Skip the money saved from the labor contract with the UAW. Skip the new car introductions. Skip the fancy new alternative fuel future.
GM lost $39 billion last quarter.
In taxes.
That’s like getting a lump of coal in your stocking at Christmas.
Entirely avoidable, if only you’d been a good boy.
In an article published at, one mostly drooling over Bob Lutz, they point out that the $39 billion loss does not affect GM’s “cash position” because it was mostly a write-down of tax credits.
Say, they did what?
Corporate and tax accounting rules permit a company that loses money to “carry forward” the loss to succeeding years. In other words, if you lose $20 billion this year and make $20 billion next year, you can offset the loss against the profit and pay no tax.
This loss carry forward is considered an asset because it shields future profits from taxes. That is also considered something of an advantage when trying to turn a company around, because it means that profits can be reinvested in the recovery effort, without having to reserve for taxes on those profits.
GM just kissed off $39 billion in taxes – taxes they wouldn’t have had to pay once they made a profit, but taxes they now will be obliged to pay.
It isn’t that they owe back taxes. It’s that they could have avoided future taxes in that amount, but they blew it.
They blew it by taking too long to make a profit. The loss carry forwards generally expire at the end of ten years.

- STORED DATA -
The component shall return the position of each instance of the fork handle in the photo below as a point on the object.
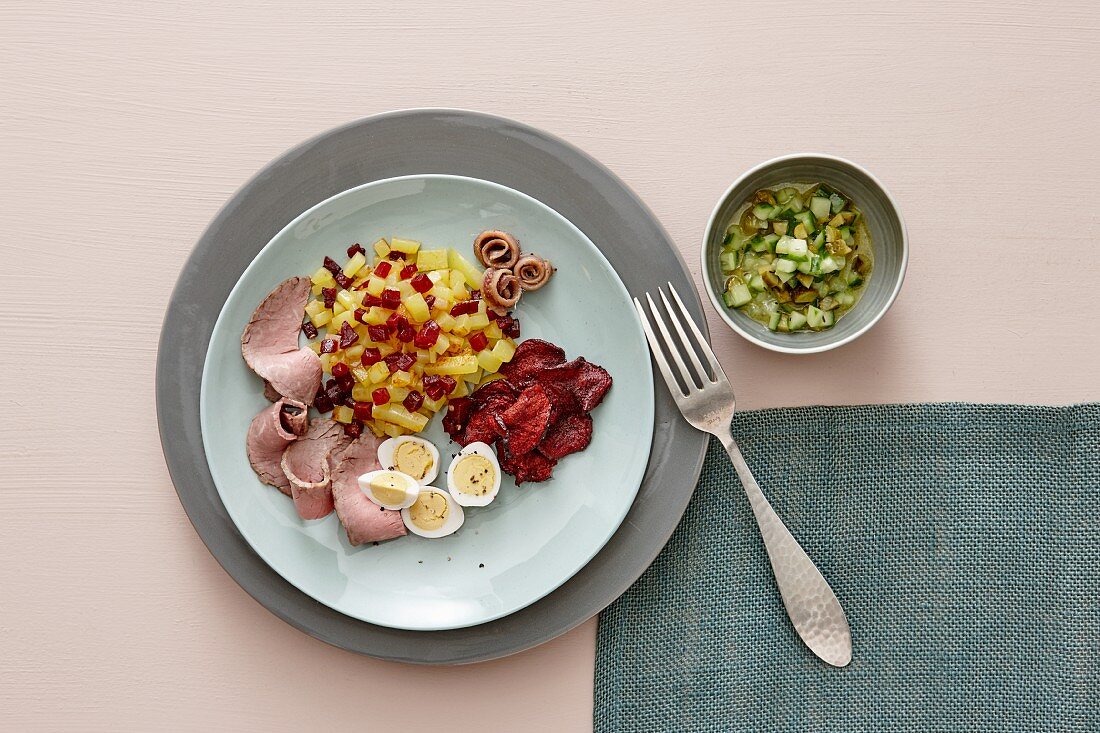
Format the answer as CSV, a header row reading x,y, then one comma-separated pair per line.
x,y
810,602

- REQUIRED TASKS -
[1] In the GM tax article, when do loss carry forwards generally expire?
[2] Retype the part of the GM tax article that opens with the words containing "That’s like getting" and closes with "they did what?".
Rely only on the GM tax article when answering.

- RESULTS IN ORDER -
[1] At the end of ten years.

[2]
That’s like getting a lump of coal in your stocking at Christmas.
Entirely avoidable, if only you’d been a good boy.
In an article published at, one mostly drooling over Bob Lutz, they point out that the $39 billion loss does not affect GM’s “cash position” because it was mostly a write-down of tax credits.
Say, they did what?